TEXT:
--------
Three Cookbooks to Make Pizza at Home

Three pizza cookbooks. Three different approaches to making the most of Pizza Night.

How do you pizza? Pizza from Angela’s, the slice shop in the New Jersey town where I grew up, was a meal my mom turned to when she and my dad had date night. Mom would make a salad to go with it until I was old enough to prepare that on my own. If you are ready to make pizza at home, three new cookbooks help you sort through dough styles, toppings, and even the salad on the side. The gluten-free dough recipes are what I cook now and you should try them, too. Mom would be proud.

And, for those summer nights when it is too hot to cook, eat pizza from World Champion chefs at a pizza event series in Napa. Read on for details.
--------
ENTRIES SHOWN:
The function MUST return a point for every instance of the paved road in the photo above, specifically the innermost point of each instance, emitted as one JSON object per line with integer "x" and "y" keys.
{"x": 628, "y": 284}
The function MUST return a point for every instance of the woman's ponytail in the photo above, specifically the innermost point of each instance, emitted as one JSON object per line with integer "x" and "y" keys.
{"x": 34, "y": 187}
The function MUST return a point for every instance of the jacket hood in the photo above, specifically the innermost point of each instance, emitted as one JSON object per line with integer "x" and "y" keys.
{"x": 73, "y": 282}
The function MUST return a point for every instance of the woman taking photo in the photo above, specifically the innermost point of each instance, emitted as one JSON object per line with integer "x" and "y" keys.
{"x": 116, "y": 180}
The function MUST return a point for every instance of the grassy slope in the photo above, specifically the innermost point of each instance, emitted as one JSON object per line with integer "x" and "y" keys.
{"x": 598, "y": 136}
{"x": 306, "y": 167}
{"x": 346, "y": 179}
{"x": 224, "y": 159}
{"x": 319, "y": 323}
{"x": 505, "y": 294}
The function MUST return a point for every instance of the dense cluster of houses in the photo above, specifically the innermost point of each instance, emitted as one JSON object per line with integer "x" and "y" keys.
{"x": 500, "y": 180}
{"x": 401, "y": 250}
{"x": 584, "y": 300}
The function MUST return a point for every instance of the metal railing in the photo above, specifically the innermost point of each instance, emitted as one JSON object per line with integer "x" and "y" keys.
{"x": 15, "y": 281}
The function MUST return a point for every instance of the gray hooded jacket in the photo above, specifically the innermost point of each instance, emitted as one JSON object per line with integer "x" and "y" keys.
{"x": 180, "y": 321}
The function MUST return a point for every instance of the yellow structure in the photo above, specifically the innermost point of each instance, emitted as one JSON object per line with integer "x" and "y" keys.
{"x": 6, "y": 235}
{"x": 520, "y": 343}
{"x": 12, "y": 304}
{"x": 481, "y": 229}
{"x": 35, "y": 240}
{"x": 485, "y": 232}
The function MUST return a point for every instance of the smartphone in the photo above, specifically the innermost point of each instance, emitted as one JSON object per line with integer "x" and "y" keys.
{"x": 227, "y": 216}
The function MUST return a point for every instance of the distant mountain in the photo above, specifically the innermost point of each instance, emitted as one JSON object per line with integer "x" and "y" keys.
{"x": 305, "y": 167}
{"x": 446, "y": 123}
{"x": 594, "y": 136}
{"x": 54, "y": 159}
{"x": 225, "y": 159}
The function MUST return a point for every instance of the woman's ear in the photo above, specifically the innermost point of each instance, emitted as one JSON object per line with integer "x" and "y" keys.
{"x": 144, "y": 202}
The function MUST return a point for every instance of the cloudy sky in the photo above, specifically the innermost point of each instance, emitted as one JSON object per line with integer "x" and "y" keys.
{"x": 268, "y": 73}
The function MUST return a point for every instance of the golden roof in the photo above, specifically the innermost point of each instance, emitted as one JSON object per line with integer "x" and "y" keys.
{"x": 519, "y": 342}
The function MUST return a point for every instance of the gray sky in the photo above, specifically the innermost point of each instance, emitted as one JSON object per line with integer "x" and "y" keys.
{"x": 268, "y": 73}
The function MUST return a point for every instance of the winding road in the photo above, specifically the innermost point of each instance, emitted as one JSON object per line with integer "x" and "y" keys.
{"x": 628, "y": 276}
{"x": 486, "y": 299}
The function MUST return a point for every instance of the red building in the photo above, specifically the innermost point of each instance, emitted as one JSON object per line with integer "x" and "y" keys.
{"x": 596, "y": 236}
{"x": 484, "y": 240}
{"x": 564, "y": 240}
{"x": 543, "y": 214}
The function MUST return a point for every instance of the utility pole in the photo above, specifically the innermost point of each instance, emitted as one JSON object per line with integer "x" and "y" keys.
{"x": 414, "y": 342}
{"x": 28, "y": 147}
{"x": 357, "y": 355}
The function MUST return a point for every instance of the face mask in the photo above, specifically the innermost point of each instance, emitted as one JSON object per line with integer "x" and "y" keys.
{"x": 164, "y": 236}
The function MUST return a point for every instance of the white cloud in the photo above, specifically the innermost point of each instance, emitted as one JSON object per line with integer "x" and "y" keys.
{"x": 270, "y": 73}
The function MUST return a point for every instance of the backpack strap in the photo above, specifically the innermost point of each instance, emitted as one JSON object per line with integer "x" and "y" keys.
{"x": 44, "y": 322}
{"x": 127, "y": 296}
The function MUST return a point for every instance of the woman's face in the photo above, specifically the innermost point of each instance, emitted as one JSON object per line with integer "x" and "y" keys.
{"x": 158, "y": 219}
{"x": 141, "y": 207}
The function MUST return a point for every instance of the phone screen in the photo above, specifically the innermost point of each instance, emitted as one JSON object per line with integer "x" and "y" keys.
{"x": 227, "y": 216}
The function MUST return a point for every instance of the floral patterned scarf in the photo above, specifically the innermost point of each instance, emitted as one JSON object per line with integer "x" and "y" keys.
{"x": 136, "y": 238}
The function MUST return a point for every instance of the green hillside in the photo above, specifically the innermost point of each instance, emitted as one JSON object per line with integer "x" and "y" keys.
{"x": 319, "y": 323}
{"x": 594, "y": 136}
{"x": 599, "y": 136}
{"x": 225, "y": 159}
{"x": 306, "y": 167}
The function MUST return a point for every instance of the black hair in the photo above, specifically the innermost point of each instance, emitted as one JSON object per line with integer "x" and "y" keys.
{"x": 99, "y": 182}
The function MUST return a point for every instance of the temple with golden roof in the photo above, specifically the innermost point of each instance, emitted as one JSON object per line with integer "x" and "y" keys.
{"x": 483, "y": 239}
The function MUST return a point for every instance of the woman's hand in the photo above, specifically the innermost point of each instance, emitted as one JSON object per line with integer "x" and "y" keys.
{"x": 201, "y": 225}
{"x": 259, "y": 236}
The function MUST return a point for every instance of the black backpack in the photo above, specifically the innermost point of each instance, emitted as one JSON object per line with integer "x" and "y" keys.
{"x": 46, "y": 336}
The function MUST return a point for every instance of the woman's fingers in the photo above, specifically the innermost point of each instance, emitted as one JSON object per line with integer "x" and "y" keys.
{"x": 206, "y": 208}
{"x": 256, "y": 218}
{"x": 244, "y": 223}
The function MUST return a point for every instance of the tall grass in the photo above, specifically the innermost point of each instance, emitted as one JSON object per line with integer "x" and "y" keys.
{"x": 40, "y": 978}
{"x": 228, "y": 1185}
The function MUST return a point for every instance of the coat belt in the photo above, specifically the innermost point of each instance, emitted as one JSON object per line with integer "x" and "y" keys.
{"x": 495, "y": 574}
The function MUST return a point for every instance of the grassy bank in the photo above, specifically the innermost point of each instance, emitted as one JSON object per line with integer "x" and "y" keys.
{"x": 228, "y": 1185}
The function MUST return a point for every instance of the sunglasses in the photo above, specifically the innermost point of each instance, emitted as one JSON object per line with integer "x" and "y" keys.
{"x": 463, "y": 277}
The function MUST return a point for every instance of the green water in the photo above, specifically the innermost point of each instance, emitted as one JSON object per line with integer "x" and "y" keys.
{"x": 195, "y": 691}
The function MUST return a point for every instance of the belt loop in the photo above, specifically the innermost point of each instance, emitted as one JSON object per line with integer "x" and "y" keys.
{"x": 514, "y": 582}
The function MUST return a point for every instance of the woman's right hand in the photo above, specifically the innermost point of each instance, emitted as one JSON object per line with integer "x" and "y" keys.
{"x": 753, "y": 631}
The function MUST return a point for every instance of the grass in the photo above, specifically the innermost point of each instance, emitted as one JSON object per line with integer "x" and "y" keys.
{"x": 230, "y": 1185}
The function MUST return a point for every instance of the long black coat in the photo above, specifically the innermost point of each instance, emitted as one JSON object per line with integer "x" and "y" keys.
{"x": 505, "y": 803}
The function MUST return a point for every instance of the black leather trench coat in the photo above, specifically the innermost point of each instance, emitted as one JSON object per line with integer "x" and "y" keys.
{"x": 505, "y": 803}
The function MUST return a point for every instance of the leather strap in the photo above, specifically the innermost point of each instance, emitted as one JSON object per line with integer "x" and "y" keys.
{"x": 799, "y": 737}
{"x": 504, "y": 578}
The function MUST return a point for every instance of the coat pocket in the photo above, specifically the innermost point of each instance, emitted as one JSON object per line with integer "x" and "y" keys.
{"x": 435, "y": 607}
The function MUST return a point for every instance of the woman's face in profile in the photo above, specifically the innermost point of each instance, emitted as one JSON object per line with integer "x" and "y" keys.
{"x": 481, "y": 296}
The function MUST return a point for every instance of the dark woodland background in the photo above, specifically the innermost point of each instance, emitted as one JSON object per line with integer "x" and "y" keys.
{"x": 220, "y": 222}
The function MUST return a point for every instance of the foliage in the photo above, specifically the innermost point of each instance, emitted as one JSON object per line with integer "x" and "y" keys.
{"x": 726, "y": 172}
--------
PROBLEM REQUIREMENTS: From the pizza cookbook piece, write out word for word the passage that opens with the words containing "Three pizza cookbooks." and closes with "would be proud.".

RESPONSE TO THIS EXERCISE:
Three pizza cookbooks. Three different approaches to making the most of Pizza Night.

How do you pizza? Pizza from Angela’s, the slice shop in the New Jersey town where I grew up, was a meal my mom turned to when she and my dad had date night. Mom would make a salad to go with it until I was old enough to prepare that on my own. If you are ready to make pizza at home, three new cookbooks help you sort through dough styles, toppings, and even the salad on the side. The gluten-free dough recipes are what I cook now and you should try them, too. Mom would be proud.